#### [GIVEN TASK]
Copy the data exactly as it appears, and do not include any pictures.

#### [MATERIAL SUPPLIED]
>>>
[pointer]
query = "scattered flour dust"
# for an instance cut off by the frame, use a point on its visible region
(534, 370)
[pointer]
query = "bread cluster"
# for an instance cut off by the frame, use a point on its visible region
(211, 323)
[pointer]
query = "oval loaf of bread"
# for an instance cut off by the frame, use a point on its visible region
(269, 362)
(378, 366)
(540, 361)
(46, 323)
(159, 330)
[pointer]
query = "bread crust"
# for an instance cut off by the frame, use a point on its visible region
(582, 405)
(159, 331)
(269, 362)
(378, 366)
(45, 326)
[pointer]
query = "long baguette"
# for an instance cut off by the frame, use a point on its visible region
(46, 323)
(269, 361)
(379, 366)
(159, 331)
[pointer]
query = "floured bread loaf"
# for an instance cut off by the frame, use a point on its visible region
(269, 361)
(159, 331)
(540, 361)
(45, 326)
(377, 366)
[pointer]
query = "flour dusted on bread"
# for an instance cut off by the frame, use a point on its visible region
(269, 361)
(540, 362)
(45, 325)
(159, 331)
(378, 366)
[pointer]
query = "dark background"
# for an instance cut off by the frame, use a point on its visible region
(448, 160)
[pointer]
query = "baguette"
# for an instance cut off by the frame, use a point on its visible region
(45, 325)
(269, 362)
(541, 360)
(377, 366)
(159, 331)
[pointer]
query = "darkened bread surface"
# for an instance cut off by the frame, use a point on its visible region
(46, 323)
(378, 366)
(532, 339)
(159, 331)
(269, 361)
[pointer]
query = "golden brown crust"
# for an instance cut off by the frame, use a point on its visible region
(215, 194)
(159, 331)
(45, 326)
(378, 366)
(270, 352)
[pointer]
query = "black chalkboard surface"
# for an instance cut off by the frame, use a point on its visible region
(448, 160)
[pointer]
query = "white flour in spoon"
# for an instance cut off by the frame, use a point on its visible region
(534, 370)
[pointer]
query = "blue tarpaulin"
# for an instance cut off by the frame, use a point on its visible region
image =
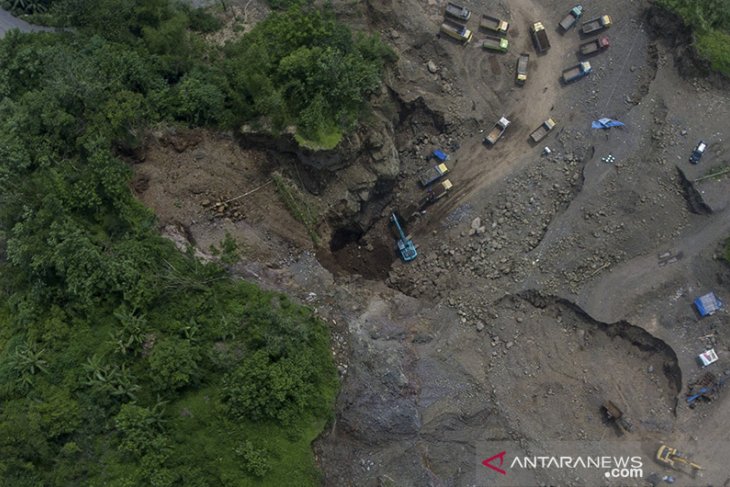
(440, 155)
(708, 304)
(606, 123)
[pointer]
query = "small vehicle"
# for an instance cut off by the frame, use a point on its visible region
(577, 72)
(522, 63)
(497, 131)
(594, 46)
(594, 25)
(708, 357)
(570, 20)
(406, 247)
(495, 43)
(539, 36)
(542, 131)
(458, 12)
(433, 174)
(698, 152)
(456, 31)
(494, 24)
(671, 457)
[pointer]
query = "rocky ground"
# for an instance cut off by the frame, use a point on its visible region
(539, 291)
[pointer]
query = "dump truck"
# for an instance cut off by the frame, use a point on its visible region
(457, 12)
(539, 36)
(432, 174)
(594, 46)
(458, 32)
(435, 193)
(572, 18)
(542, 130)
(577, 72)
(594, 25)
(522, 63)
(495, 43)
(497, 131)
(494, 24)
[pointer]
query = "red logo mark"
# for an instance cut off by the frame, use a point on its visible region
(488, 462)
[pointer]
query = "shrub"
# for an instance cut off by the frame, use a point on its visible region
(174, 363)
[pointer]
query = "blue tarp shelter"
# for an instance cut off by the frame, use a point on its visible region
(440, 155)
(707, 304)
(606, 123)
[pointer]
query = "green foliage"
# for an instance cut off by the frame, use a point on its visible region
(715, 47)
(261, 388)
(138, 427)
(173, 363)
(710, 20)
(199, 101)
(102, 318)
(302, 68)
(254, 460)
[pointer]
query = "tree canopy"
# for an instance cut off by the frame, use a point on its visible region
(123, 361)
<<<
#### [ANSWER TO THE PROBLEM]
[pointer]
query = "scattered flour dust"
# for an instance cut off by the frame, use a point on its visible region
(534, 370)
[pointer]
query = "bread cluster"
# for an instance cut off by the frame, use a point on its visible region
(211, 323)
[pointer]
query = "oval loaf of bread"
# for an instance cut off by the frame, use a point on its visible region
(269, 362)
(378, 366)
(540, 361)
(46, 323)
(159, 330)
[pointer]
query = "bread crust"
# for an instance cut off by the frame, use a point on its visible region
(582, 405)
(159, 331)
(269, 362)
(378, 366)
(45, 326)
[pointer]
query = "long baguette"
# for an instance cut off by the frame, use a point on its visible region
(46, 323)
(269, 361)
(379, 366)
(159, 331)
[pointer]
query = "floured bread loaf"
# for an instance cut off by the frame, use a point on its visible region
(269, 361)
(159, 331)
(540, 361)
(45, 326)
(377, 366)
[pointer]
query = "flour dusted on bread"
# for an instance cut off by the frame, use a point on its visible region
(269, 361)
(540, 362)
(45, 325)
(159, 331)
(378, 366)
[pointer]
query = "dark background"
# for an instance cut off by the frame, use a point on its visible region
(448, 160)
[pointer]
query = "baguette"
# for an instance cut off by the frame, use a point on its visible region
(45, 325)
(269, 362)
(541, 360)
(377, 366)
(159, 331)
[pointer]
query = "darkened bread surface"
# for an instance cut off by the frame, use a point on its visible region
(46, 323)
(378, 366)
(532, 339)
(159, 331)
(269, 361)
[pointer]
query = "golden brown crust"
# for an instance cut off by the frame, use a point on its visible region
(215, 194)
(159, 331)
(45, 326)
(378, 366)
(270, 352)
[pointer]
query = "black chalkboard surface"
# for an instance cut off by the frame, use a point on its visible region
(448, 160)
[pointer]
query = "white flour in spoon"
# for an instance cut off by the frame, use a point on its visible region
(534, 370)
[pointer]
query = "blue tarpaulin"
# for an instance cut off by the frame, use a point on its visible region
image =
(440, 155)
(708, 304)
(606, 123)
[pointer]
query = "small vehicle"
# for an instance cut off by the frame, use a point on its visible region
(577, 72)
(522, 63)
(497, 131)
(594, 46)
(594, 25)
(708, 357)
(570, 20)
(406, 247)
(495, 43)
(539, 36)
(542, 131)
(458, 12)
(433, 174)
(698, 152)
(456, 31)
(494, 24)
(671, 457)
[pointer]
query = "rocky ground"
# for an instance cut off by the frame, use a point on its visible region
(539, 291)
[pointer]
query = "dump truck"
# for an instance cut off by the frame, use a point on its visible region
(457, 12)
(539, 36)
(432, 174)
(594, 46)
(458, 32)
(435, 193)
(572, 18)
(542, 130)
(577, 72)
(594, 25)
(522, 63)
(495, 43)
(497, 131)
(494, 24)
[pointer]
query = "red logo mark"
# for an instance cut off by the frame, use a point on its visible region
(488, 462)
[pointer]
query = "shrub"
# for an instance cut off by the frame, use a point on its visible region
(174, 363)
[pointer]
query = "blue tarp shelter"
# for an instance cut off by the frame, use a point on its visible region
(440, 155)
(707, 304)
(606, 123)
[pointer]
query = "green foliage"
# for an instance cut off by the frame, use a point on its visible region
(715, 47)
(261, 388)
(138, 427)
(173, 363)
(710, 20)
(199, 101)
(102, 318)
(302, 68)
(254, 460)
[pointer]
query = "tree canopy"
# for an instance cut off by the frame, use a point on its visible region
(123, 361)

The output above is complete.